Can you write out all the lines word for word, with no pictures?
---------- Dataset rows ----------
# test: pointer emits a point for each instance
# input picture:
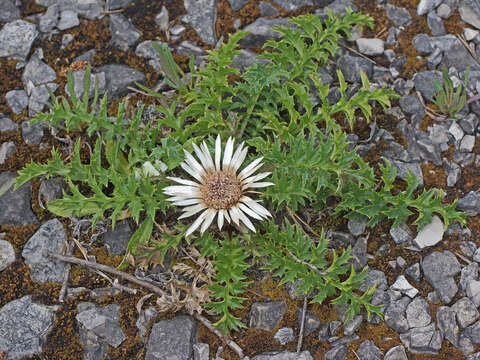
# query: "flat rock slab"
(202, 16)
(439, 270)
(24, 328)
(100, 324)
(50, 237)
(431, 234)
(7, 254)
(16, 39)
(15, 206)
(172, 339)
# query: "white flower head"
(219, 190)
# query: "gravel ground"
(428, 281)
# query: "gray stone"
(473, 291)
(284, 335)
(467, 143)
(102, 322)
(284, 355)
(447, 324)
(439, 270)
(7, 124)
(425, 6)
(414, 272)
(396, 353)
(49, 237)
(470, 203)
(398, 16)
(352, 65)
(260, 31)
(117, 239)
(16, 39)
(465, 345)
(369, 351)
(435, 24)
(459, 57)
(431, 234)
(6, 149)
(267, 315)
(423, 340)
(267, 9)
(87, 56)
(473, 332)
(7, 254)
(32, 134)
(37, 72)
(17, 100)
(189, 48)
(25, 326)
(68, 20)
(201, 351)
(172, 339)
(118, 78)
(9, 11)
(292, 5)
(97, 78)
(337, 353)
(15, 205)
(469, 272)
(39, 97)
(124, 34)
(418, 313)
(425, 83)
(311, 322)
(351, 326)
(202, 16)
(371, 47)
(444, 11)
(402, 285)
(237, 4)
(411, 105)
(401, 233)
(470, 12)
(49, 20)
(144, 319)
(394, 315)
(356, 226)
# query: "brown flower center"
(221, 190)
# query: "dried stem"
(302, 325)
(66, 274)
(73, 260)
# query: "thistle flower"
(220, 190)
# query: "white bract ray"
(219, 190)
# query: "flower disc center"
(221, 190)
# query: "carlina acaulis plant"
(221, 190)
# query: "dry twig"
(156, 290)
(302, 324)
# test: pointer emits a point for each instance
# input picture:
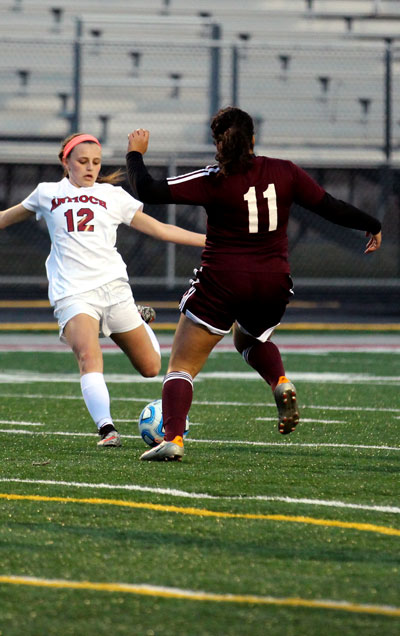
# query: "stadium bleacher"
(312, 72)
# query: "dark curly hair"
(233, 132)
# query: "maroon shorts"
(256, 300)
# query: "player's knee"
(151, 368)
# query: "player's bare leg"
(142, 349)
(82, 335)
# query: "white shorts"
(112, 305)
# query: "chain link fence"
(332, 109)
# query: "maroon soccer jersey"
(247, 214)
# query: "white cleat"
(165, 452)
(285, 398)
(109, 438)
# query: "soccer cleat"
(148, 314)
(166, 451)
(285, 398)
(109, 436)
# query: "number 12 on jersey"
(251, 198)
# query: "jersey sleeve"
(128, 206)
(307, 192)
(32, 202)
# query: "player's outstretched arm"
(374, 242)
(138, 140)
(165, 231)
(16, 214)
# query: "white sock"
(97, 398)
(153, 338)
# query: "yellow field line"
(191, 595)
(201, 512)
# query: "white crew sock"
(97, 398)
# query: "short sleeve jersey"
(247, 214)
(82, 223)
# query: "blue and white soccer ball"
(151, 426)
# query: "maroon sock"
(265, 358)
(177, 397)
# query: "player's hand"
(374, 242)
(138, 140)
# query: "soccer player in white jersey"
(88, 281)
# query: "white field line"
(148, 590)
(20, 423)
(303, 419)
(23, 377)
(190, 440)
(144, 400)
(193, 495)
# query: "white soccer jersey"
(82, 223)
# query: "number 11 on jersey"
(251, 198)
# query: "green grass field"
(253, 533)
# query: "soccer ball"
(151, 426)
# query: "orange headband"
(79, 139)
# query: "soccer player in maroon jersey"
----------
• Right answer:
# test: pointer emits a point for each instance
# input picture:
# query: "flat rock slab"
(202, 16)
(439, 270)
(24, 328)
(100, 324)
(50, 237)
(431, 234)
(7, 254)
(16, 39)
(15, 206)
(172, 339)
# query: "white flower head"
(219, 190)
# query: "gravel ground"
(428, 281)
# query: "gray stone"
(473, 291)
(284, 335)
(467, 143)
(102, 322)
(284, 355)
(447, 324)
(439, 270)
(7, 124)
(425, 6)
(414, 272)
(396, 353)
(49, 237)
(470, 203)
(398, 16)
(352, 65)
(260, 31)
(117, 239)
(16, 39)
(465, 345)
(369, 351)
(435, 24)
(459, 57)
(431, 234)
(6, 149)
(267, 315)
(423, 340)
(267, 9)
(87, 56)
(473, 332)
(7, 254)
(32, 134)
(37, 72)
(17, 100)
(189, 48)
(25, 326)
(68, 20)
(201, 351)
(172, 339)
(118, 78)
(9, 11)
(292, 5)
(97, 78)
(337, 353)
(15, 205)
(469, 272)
(39, 97)
(124, 34)
(418, 313)
(425, 83)
(311, 322)
(351, 326)
(202, 16)
(371, 47)
(444, 11)
(402, 285)
(237, 4)
(411, 105)
(401, 233)
(470, 12)
(49, 20)
(144, 319)
(394, 315)
(356, 226)
# query: "brown flower center"
(221, 190)
# query: "dried stem"
(302, 325)
(66, 274)
(73, 260)
# query: "thistle flower"
(220, 190)
# query: "white bract ray"
(219, 190)
# query: "flower disc center"
(221, 190)
# query: "carlina acaulis plant"
(221, 190)
# query: "dry twig"
(156, 290)
(302, 324)
# test: pointer emits a point for each instance
# input picture:
# query: "stadium bleacher"
(312, 72)
# query: "dark curly hair"
(233, 132)
# query: "maroon shorts"
(256, 300)
# query: "player's knee"
(151, 368)
# query: "player's bare leg"
(142, 349)
(82, 335)
# query: "white shorts"
(112, 305)
# query: "chain link fence"
(332, 109)
# query: "maroon soccer jersey"
(247, 214)
# query: "white cleat"
(165, 452)
(285, 398)
(109, 438)
# query: "soccer cleat"
(148, 314)
(166, 451)
(285, 398)
(109, 436)
# query: "number 12 on jersey"
(251, 198)
# query: "jersey sleeve"
(128, 206)
(307, 192)
(32, 202)
# query: "player's outstretched arm"
(374, 242)
(138, 140)
(165, 231)
(16, 214)
# query: "white sock"
(97, 398)
(153, 338)
# query: "yellow field line"
(191, 595)
(201, 512)
# query: "white crew sock"
(97, 398)
# query: "short sleeve jersey"
(247, 214)
(82, 223)
# query: "blue and white soccer ball"
(151, 426)
# query: "maroon sock"
(265, 358)
(177, 397)
# query: "player's hand"
(374, 242)
(138, 140)
# query: "soccer player in white jersey"
(88, 281)
# query: "white field line"
(148, 590)
(20, 423)
(303, 419)
(23, 377)
(190, 440)
(144, 400)
(193, 495)
# query: "white soccer jersey"
(82, 223)
# query: "number 11 on jersey"
(251, 198)
# query: "green grass field"
(253, 533)
# query: "soccer ball"
(151, 426)
# query: "orange headband"
(79, 139)
# query: "soccer player in maroon jersey"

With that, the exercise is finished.